Dataset entries:
Start of Block
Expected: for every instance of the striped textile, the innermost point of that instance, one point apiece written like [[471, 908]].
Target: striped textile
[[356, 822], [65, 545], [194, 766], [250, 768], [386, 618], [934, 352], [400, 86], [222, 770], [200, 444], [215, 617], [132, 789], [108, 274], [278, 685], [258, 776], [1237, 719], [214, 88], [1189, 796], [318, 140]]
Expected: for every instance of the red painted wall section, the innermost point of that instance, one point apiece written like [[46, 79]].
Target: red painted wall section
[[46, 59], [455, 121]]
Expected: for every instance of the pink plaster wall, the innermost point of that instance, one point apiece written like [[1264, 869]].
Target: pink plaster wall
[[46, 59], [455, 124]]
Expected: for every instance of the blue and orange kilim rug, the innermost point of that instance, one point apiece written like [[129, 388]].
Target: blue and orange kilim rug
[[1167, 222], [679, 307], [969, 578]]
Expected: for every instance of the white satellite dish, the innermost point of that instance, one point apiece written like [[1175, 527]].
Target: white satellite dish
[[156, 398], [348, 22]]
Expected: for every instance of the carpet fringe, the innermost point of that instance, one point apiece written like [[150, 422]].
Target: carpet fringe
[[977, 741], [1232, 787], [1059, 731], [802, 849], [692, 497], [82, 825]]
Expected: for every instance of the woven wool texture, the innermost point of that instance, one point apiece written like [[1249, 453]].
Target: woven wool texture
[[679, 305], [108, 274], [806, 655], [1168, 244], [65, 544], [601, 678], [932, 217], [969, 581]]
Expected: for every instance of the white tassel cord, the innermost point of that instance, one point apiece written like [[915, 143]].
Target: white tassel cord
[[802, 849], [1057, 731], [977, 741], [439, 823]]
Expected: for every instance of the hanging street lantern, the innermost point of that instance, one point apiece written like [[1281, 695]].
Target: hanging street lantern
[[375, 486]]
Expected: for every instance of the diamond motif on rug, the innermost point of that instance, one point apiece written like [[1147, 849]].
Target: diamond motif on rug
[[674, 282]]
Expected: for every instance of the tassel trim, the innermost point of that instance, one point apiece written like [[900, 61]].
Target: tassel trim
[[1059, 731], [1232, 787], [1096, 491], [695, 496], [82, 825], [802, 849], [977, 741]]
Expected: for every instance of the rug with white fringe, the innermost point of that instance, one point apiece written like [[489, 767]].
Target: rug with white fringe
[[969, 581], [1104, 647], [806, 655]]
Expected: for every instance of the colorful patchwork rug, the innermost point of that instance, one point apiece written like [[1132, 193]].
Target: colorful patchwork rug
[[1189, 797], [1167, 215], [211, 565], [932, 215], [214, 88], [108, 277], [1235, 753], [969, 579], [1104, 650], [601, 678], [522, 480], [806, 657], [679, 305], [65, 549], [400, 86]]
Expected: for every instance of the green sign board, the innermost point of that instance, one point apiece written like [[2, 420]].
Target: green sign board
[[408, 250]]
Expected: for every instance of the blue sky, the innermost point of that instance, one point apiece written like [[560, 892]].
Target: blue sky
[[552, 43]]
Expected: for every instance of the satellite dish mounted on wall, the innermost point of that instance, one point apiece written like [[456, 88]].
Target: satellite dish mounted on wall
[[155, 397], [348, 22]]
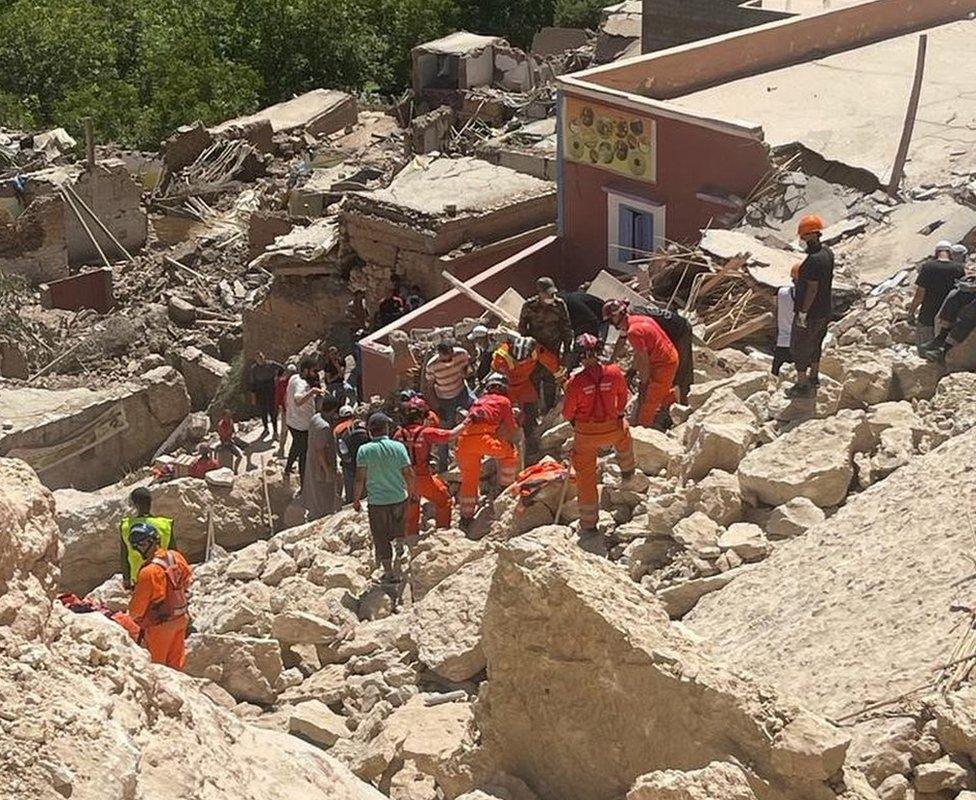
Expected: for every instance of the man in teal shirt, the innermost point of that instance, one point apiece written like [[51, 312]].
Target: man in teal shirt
[[383, 468]]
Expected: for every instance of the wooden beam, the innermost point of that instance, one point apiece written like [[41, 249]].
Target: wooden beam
[[467, 291], [906, 135], [746, 329]]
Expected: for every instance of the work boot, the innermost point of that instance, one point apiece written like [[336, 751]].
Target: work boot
[[798, 390]]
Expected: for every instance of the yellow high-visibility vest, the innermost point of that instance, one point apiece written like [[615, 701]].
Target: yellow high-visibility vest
[[163, 526]]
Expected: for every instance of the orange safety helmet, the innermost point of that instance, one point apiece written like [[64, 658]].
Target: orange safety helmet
[[810, 224]]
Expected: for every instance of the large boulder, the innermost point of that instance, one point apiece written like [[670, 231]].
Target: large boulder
[[813, 460], [863, 598], [89, 523], [28, 549], [571, 647], [248, 668], [718, 435], [446, 625]]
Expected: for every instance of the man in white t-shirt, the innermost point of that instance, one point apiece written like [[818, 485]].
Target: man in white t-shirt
[[299, 410], [446, 389], [785, 306]]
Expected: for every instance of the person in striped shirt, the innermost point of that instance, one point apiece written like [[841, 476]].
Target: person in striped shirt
[[445, 388]]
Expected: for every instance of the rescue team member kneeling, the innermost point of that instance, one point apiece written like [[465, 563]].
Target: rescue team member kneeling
[[159, 604], [596, 397], [488, 432], [141, 500]]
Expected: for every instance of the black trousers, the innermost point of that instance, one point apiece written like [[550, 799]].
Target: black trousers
[[299, 447], [266, 404]]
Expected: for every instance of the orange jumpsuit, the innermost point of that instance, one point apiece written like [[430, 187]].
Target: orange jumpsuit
[[594, 403], [647, 337], [164, 638], [479, 439], [521, 389], [418, 439]]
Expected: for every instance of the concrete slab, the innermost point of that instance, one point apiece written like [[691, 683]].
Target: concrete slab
[[320, 111], [850, 107], [439, 187], [910, 237]]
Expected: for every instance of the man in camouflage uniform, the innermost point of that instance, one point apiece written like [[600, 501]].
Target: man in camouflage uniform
[[545, 318]]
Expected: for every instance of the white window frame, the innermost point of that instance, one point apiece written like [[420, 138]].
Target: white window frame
[[616, 258]]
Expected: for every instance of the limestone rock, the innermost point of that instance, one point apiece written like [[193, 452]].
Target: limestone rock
[[915, 378], [883, 747], [147, 731], [696, 532], [814, 461], [438, 556], [446, 624], [949, 773], [248, 668], [29, 551], [278, 567], [433, 737], [679, 599], [654, 450], [297, 627], [247, 564], [824, 404], [718, 781], [718, 496], [317, 723], [894, 787], [793, 518], [858, 600], [718, 434], [746, 540], [89, 523], [411, 784], [569, 646], [742, 385], [868, 380], [955, 721], [810, 748]]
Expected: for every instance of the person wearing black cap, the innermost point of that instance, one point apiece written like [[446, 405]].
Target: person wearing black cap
[[384, 471], [545, 318]]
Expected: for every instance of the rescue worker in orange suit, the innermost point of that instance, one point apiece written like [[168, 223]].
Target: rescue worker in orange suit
[[159, 600], [489, 431], [418, 435], [655, 360], [518, 360], [594, 404]]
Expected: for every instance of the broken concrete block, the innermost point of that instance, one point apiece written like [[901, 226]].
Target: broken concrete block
[[185, 145], [317, 723], [203, 375], [813, 460]]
End of Block
WHAT TO PRODUCE —
Your answer should be the lines above from the one containing "Expected: for every instance of the white window" through the one containing "Expected: for every instance of the limestone", copied exactly and with both ends kept.

SOLUTION FOR THIS EXERCISE —
Expected: for every instance of the white window frame, the innermost point of that instance, one point apiece written like [[420, 138]].
Target: white window frame
[[616, 258]]
Expected: for every instance of the limestone rock, the innermost point of that instance, one point apiece written like [[193, 452]].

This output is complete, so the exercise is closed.